Tally the lines in the listing below that contain the string "black", counting only matches with the same capitalization. Give the number alone.
** begin RECORDS PROVIDED **
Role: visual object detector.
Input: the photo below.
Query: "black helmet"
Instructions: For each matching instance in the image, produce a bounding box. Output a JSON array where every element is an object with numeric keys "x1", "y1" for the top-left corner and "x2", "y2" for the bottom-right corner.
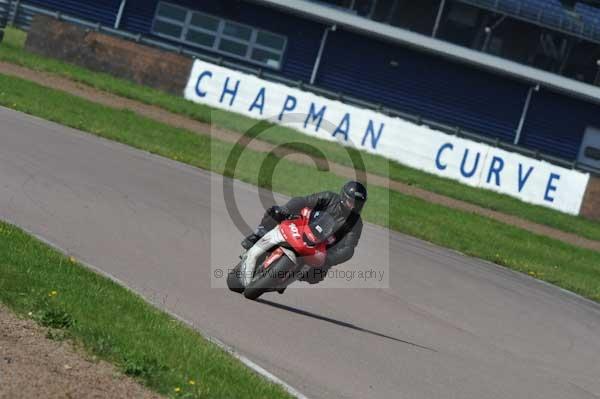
[
  {"x1": 302, "y1": 211, "x2": 335, "y2": 246},
  {"x1": 340, "y1": 181, "x2": 367, "y2": 213}
]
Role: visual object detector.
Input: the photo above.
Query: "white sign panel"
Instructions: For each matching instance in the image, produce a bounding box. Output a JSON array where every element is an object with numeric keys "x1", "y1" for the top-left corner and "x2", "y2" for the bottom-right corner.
[{"x1": 185, "y1": 60, "x2": 589, "y2": 215}]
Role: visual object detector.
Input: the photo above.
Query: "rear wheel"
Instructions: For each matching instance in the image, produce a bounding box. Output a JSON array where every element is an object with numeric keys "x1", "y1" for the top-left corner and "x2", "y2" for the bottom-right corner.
[{"x1": 244, "y1": 255, "x2": 296, "y2": 300}]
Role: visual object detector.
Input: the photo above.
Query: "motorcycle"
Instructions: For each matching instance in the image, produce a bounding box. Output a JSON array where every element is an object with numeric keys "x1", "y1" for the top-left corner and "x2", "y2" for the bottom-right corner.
[{"x1": 227, "y1": 208, "x2": 335, "y2": 300}]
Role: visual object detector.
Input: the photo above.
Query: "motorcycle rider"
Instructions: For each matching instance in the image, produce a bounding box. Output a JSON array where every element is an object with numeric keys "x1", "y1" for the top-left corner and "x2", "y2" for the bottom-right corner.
[{"x1": 242, "y1": 181, "x2": 367, "y2": 284}]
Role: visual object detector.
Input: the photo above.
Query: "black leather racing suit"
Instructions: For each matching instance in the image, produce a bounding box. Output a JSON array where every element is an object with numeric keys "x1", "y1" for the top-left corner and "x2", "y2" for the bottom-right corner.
[{"x1": 259, "y1": 191, "x2": 363, "y2": 284}]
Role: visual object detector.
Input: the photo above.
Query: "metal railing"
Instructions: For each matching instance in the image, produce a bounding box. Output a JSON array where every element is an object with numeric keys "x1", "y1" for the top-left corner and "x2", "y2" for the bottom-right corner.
[
  {"x1": 0, "y1": 0, "x2": 600, "y2": 175},
  {"x1": 458, "y1": 0, "x2": 600, "y2": 43}
]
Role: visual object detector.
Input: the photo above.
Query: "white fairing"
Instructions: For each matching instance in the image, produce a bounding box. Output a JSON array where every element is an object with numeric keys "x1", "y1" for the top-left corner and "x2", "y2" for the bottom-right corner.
[{"x1": 241, "y1": 226, "x2": 285, "y2": 287}]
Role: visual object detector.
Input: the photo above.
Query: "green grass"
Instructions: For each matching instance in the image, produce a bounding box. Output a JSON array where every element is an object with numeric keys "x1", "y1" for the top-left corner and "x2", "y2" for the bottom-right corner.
[
  {"x1": 0, "y1": 75, "x2": 600, "y2": 301},
  {"x1": 0, "y1": 222, "x2": 290, "y2": 399},
  {"x1": 0, "y1": 28, "x2": 600, "y2": 240}
]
** end RECORDS PROVIDED **
OUTPUT FOR THIS EXERCISE: 2